» **Exercise task**
What is needed is an exact repeat of the lines from the line containing "-- sample [54,153]." through the final line of the entries below, and nothing else.

Source records

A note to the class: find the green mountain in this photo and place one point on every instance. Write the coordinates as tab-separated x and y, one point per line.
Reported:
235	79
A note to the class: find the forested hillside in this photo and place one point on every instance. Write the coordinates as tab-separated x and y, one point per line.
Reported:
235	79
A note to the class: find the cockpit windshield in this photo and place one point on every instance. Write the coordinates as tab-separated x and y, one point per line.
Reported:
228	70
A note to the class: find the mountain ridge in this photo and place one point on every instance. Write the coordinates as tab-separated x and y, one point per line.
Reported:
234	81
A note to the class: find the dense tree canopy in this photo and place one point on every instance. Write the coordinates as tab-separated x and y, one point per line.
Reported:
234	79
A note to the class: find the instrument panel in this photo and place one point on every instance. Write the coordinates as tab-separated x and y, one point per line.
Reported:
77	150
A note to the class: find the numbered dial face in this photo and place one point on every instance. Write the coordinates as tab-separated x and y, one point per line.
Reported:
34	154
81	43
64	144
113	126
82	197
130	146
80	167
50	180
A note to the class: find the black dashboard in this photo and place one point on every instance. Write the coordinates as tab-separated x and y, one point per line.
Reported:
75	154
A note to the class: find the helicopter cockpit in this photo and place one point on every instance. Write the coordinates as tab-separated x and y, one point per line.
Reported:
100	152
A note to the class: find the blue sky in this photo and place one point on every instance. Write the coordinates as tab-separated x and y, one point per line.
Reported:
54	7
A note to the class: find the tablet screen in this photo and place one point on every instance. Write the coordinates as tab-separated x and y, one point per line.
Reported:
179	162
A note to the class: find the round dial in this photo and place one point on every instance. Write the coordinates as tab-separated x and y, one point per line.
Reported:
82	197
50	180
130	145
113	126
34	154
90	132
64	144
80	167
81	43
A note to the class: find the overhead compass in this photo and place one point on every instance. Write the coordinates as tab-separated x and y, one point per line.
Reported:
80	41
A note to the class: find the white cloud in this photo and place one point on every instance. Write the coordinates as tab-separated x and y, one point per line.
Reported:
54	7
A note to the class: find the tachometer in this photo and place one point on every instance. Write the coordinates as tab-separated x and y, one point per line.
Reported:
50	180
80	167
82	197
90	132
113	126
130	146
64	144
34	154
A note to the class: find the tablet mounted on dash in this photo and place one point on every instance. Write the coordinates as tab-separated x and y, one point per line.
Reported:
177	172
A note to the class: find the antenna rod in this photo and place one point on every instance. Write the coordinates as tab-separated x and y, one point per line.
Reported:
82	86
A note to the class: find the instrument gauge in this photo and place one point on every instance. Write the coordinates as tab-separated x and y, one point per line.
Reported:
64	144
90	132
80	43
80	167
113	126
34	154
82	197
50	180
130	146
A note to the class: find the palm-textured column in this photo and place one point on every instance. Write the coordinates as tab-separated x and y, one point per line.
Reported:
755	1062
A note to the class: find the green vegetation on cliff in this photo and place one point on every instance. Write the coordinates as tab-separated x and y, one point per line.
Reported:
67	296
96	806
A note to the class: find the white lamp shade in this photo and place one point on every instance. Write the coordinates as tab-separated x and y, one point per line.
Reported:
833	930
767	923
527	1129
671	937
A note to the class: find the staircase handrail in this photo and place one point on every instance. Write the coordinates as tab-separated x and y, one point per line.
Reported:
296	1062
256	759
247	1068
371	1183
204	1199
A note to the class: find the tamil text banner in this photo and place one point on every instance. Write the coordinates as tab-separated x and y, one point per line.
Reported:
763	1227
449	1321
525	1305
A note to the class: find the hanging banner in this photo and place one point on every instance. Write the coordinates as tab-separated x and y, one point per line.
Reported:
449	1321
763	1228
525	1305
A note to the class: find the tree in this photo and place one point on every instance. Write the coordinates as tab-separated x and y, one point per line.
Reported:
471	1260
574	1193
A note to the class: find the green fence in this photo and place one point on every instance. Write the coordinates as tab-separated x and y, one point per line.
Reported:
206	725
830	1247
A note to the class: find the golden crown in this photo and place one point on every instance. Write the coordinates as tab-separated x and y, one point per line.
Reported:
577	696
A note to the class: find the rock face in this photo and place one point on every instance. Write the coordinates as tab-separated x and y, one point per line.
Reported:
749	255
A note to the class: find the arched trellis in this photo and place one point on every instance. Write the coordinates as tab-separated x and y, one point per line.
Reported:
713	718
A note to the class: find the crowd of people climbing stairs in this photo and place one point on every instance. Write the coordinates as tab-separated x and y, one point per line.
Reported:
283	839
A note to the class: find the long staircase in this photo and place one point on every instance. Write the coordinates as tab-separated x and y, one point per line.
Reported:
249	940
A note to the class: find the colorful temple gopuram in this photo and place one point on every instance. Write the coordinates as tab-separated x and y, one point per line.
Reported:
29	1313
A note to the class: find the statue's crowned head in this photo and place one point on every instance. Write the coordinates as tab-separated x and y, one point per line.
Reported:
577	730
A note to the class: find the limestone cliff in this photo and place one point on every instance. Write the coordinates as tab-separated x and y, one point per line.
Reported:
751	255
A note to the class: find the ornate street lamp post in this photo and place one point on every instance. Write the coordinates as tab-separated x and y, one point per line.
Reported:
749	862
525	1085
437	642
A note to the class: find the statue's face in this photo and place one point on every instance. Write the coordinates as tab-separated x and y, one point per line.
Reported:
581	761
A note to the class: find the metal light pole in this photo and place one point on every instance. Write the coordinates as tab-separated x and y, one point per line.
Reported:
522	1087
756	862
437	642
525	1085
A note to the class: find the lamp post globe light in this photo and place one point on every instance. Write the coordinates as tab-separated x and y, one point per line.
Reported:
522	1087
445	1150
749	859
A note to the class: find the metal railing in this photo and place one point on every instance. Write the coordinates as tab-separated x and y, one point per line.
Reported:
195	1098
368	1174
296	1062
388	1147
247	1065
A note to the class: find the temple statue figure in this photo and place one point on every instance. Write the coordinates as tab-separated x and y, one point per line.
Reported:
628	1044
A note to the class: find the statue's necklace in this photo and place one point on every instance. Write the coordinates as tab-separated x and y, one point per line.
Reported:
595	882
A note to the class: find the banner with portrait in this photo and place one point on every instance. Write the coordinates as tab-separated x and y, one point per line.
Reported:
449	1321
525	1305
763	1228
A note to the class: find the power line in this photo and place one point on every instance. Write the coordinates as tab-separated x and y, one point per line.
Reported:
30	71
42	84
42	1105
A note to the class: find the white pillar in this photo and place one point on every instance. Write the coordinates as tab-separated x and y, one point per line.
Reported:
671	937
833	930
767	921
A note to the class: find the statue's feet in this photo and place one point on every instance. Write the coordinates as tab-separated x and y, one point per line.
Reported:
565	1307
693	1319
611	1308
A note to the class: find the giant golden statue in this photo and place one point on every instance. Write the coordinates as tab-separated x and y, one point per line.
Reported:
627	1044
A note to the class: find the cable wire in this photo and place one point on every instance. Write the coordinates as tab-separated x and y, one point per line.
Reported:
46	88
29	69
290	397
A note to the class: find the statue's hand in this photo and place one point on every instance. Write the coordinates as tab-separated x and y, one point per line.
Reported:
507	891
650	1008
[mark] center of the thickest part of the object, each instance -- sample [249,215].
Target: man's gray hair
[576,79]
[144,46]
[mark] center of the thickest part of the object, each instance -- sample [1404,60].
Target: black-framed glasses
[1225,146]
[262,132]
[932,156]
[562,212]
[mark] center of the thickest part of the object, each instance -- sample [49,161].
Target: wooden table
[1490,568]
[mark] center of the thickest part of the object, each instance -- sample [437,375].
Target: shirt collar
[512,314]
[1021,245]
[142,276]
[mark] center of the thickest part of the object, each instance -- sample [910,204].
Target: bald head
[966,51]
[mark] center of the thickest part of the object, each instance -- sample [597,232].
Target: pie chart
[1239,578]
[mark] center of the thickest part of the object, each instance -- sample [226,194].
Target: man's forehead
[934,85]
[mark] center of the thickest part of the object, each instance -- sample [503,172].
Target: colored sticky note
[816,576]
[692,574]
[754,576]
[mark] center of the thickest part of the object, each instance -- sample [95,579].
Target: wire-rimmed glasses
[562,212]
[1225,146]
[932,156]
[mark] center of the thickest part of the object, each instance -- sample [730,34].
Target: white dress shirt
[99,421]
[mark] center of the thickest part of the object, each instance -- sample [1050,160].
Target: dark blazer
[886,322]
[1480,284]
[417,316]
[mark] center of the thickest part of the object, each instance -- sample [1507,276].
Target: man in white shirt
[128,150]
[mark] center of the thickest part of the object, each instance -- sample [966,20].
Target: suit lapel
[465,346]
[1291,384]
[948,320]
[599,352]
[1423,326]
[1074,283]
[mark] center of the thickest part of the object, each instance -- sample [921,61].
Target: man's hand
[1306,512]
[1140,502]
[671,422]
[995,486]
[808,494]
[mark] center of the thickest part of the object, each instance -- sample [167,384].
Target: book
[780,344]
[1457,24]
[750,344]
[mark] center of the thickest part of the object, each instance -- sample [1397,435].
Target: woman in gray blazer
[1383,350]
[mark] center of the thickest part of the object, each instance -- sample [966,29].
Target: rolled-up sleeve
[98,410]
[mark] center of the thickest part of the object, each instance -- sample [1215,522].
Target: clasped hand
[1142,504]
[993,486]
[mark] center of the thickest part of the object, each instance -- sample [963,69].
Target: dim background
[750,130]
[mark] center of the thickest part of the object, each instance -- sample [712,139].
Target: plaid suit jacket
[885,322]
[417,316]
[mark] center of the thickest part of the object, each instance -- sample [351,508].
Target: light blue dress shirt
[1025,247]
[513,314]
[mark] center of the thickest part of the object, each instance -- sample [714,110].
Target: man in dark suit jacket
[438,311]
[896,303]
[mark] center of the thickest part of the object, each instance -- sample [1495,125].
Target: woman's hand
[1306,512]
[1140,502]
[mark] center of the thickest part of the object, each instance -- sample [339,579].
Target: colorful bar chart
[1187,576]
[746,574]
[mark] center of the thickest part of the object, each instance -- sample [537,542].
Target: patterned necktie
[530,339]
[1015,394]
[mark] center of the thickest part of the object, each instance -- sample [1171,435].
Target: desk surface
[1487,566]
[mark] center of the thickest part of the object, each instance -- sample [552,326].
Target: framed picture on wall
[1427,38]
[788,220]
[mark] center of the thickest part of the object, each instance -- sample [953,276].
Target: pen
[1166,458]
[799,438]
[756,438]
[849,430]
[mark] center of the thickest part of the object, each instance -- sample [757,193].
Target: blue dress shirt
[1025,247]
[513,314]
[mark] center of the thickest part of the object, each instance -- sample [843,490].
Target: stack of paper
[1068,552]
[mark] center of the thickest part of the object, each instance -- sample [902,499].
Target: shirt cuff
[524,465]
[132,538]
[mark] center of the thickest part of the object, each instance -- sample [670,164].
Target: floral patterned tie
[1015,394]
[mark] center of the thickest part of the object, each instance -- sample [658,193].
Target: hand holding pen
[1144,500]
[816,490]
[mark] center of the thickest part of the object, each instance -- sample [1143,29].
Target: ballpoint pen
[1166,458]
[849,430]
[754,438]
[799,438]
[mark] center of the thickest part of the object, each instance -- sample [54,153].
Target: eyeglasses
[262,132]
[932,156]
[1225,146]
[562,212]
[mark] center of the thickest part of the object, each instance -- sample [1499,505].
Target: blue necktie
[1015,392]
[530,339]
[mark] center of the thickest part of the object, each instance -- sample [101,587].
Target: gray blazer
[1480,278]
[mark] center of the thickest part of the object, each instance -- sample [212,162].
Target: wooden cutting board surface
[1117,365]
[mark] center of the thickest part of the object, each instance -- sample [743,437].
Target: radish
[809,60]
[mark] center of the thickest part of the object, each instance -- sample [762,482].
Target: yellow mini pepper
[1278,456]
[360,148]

» **Complete answer**
[mark] center of the thickest part of the object, each instance -- sample [54,153].
Target: eyeglasses
[262,132]
[932,156]
[1225,146]
[562,212]
[mark] center of the thickest part of the object, each instance -- sample [1499,505].
Target: blue necktie
[1015,392]
[530,339]
[mark] center of the thickest part of the object, each instance -- sample [101,587].
Target: gray blazer
[1480,278]
[mark] center of the thickest part of the object, each instance -- sample [212,162].
Target: wooden cutting board surface
[1117,365]
[mark] center of the thickest part of the object, each instance -- sample [743,437].
Target: radish
[809,60]
[mark] center of the thickest part of the object, each instance -- sample [762,482].
Target: yellow mini pepper
[1278,456]
[360,148]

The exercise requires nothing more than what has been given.